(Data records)

* * * * * * * * *

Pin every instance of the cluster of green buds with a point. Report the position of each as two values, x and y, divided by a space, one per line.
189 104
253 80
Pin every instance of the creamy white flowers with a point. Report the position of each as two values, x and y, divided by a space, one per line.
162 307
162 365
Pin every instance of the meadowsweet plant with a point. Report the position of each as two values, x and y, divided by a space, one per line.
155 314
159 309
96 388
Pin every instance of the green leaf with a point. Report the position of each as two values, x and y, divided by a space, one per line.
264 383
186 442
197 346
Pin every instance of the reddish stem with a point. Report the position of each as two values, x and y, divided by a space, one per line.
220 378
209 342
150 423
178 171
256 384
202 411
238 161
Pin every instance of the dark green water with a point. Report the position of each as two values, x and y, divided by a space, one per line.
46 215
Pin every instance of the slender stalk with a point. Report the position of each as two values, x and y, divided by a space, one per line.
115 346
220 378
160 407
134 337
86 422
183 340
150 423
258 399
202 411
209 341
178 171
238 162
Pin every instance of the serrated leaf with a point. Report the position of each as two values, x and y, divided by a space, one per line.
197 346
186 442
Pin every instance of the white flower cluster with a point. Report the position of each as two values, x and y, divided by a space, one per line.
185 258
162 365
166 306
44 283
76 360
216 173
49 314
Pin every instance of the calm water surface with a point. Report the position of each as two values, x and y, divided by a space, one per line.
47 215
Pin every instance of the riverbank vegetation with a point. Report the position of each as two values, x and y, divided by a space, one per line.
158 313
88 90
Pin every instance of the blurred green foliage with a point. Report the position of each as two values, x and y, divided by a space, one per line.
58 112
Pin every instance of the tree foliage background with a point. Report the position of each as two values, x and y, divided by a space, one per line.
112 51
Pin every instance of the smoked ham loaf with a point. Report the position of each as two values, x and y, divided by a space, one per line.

* * * * * * * * *

Every record must be given again exactly as it was written.

> WRITTEN RESPONSE:
Pin every instance of the cluster of green buds with a point. Report the position of each as two values, x and y, divided by a space, one per line.
189 104
253 80
Pin every instance of the creamy white flowers with a point. Report the position of each as two values, x and y, divided by a space, one per line.
162 307
162 365
Pin every instance of the meadowsweet plant with a point. Report the position of each as two values, x and y, divided by a space, one per line.
155 314
159 309
96 388
Pin every instance of the green leaf with a point. Report the position of each as two values, x and y, divided by a space, one per line.
264 383
186 442
197 346
Pin every instance of the reddish stem with a point. Report the position of each as two values, x and y, divided by a space, one per line.
220 378
209 342
150 423
178 171
256 384
202 411
238 161
Pin every instance of the dark green water with a point. Report the position of each as two values, x and y, divided by a space, one per line.
46 215
Pin every instance of the slender stalk with a point. Report the position of each as two values, x and y, divided by a space, one per line.
115 346
220 378
160 407
134 337
86 422
183 340
150 423
258 399
202 411
209 341
178 171
238 162
Pin every instance of the serrated leaf with a point. Report the position of each as two values, x and y, divided by a space, one per line.
197 346
186 442
Pin every instance of the white flower cluster with a point. Report the position of each as two values, x and y, divided by a space, one per line.
185 258
162 365
166 306
44 283
76 360
216 173
49 314
Pin every instance of the calm water surface with a point. Report the position of each as two values, x and y, divided by a space, one per line.
47 215
Pin every instance of the riverbank vegetation with a point. Report the position of each as two values, x and y, divided by a space, one per line.
158 313
88 90
Pin every instance of the blurred green foliage with a point. Report the position of each as two values, x and y, divided by a space, one per line.
58 112
Pin every instance of the tree foliage background with a point. Report the position of each as two values, x and y, divided by a space, one per line.
112 51
Pin every instance of the smoked ham loaf with a point. Report the position of each as two values, x and y, divided by a space, one per line.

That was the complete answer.